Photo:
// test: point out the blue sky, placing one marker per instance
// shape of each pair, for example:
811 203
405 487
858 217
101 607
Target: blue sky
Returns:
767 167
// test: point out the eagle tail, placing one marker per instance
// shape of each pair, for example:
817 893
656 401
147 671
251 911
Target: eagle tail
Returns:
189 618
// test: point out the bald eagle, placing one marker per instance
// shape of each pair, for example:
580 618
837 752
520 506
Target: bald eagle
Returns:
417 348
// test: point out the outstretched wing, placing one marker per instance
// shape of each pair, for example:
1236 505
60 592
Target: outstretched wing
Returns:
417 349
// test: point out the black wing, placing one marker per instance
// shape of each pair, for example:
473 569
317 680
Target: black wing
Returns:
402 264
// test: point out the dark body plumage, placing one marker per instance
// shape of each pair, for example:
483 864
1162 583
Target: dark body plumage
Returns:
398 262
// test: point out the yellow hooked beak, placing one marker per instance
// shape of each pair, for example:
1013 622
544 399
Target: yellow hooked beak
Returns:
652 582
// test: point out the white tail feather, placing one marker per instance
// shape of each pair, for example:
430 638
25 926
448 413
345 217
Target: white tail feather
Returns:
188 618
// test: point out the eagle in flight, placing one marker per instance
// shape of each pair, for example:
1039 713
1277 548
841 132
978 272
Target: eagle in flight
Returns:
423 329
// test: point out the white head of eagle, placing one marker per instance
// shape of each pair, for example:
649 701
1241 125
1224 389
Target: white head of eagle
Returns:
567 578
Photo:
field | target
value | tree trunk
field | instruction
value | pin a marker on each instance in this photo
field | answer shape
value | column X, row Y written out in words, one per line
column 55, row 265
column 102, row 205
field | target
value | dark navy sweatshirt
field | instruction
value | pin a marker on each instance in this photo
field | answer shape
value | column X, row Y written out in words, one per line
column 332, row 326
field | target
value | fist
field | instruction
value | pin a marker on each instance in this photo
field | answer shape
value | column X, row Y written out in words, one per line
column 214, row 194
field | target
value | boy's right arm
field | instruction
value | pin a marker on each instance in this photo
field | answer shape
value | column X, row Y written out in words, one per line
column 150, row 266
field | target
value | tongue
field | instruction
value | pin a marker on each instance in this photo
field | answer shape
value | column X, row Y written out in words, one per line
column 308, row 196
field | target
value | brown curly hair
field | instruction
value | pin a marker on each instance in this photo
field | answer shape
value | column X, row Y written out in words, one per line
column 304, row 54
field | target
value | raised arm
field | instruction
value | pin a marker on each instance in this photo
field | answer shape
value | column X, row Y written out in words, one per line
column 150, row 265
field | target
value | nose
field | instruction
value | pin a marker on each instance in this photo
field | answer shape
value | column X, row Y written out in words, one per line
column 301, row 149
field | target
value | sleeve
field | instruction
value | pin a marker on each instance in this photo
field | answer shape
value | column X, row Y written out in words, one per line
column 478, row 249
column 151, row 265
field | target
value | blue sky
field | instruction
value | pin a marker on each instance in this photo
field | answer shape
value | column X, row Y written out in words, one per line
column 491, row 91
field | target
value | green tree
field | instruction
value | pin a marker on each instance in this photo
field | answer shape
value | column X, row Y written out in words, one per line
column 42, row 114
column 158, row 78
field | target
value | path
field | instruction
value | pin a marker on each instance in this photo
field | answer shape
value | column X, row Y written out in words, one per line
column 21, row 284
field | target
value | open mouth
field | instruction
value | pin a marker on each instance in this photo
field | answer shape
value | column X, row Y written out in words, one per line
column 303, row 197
++++++++++
Once you have read the material above, write all of it out again exactly.

Photo:
// test: point out the blue sky, placing one marker per instance
// shape of each pair, for example:
811 203
405 487
858 217
101 607
Target: blue sky
Returns:
767 167
// test: point out the eagle tail, placing one marker per instance
// shape of each pair, for example:
817 893
656 401
147 671
251 911
Target: eagle tail
Returns:
189 618
// test: point out the bald eagle, placing one marker per instance
// shape of each pair, for example:
580 618
837 752
520 506
Target: bald eagle
Returns:
417 348
// test: point out the outstretched wing, placing one marker per instance
// shape of each pair, for example:
1236 505
60 592
Target: outstretched wing
Returns:
417 349
// test: point out the black wing, placing one marker per instance
// shape of each pair, for example:
473 569
317 680
Target: black wing
Returns:
402 264
// test: point out the dark body plumage, placing one marker per instance
// shape of each pair, for example:
483 864
1162 583
Target: dark body plumage
Returns:
398 262
// test: point out the yellow hooked beak, placing one marker per instance
// shape of each pair, for example:
1013 622
544 399
Target: yellow hooked beak
Returns:
652 582
// test: point out the white tail feather, placing one marker per instance
// shape of each pair, for example:
430 638
25 926
448 413
345 217
Target: white tail feather
Returns:
188 618
// test: point out the eagle in flight, placing one marker per instance
// shape of each pair, for example:
1039 713
1277 548
841 132
978 272
Target: eagle in flight
Returns:
423 329
// test: point out the white head of eagle, placing one marker per instance
// shape of each pair, for example:
649 701
1241 125
1224 389
Target: white head of eagle
Returns:
567 578
Photo:
field | target
value | tree trunk
field | instruction
value | pin a marker on each instance in this photo
field | answer shape
value | column X, row Y written out in words, one per line
column 55, row 265
column 102, row 205
field | target
value | dark navy sweatshirt
field | instruction
value | pin a marker on each instance in this photo
field | answer shape
value | column X, row Y written out in words, one per line
column 332, row 326
field | target
value | fist
field | instruction
value | pin a marker on each instance in this photo
field | answer shape
value | column X, row Y written out in words, one per line
column 214, row 194
field | target
value | boy's right arm
field | instruction
value | pin a marker on each instance in this photo
field | answer shape
value | column X, row Y written out in words, one per line
column 150, row 266
field | target
value | tongue
field | instruction
value | pin a marker on each instance in this photo
field | answer shape
value | column X, row Y written out in words, one per line
column 308, row 196
field | target
value | brown curly hair
field | instruction
value | pin a marker on each instance in this photo
field | answer shape
value | column X, row Y written out in words, one per line
column 304, row 54
field | target
value | raised arm
field | instruction
value | pin a marker on each instance in this photo
field | answer shape
value | column X, row Y written out in words, one per line
column 150, row 265
field | target
value | nose
field | instruction
value | pin a marker on each instance in this photo
field | answer shape
value | column X, row Y written out in words, one per line
column 301, row 149
field | target
value | sleeve
field | instruction
value | pin a marker on each instance in this photo
field | answer shape
value | column X, row Y written out in words, one per line
column 478, row 249
column 151, row 265
field | target
value | blue sky
field | instruction
value | pin a marker on each instance in this photo
field | answer shape
value | column X, row Y written out in words, one per line
column 491, row 91
field | target
value | green tree
field | instruction
value | pin a marker on each instance in this photo
field | answer shape
value | column X, row Y written out in words, one per line
column 42, row 114
column 158, row 78
field | target
value | path
field | instruction
value | pin a marker on each instance in this photo
field | answer shape
value | column X, row Y written out in words, one per line
column 21, row 284
field | target
value | open mouth
field | instruction
value | pin a marker on each instance in this photo
field | answer shape
value | column X, row Y written out in words, one per line
column 303, row 197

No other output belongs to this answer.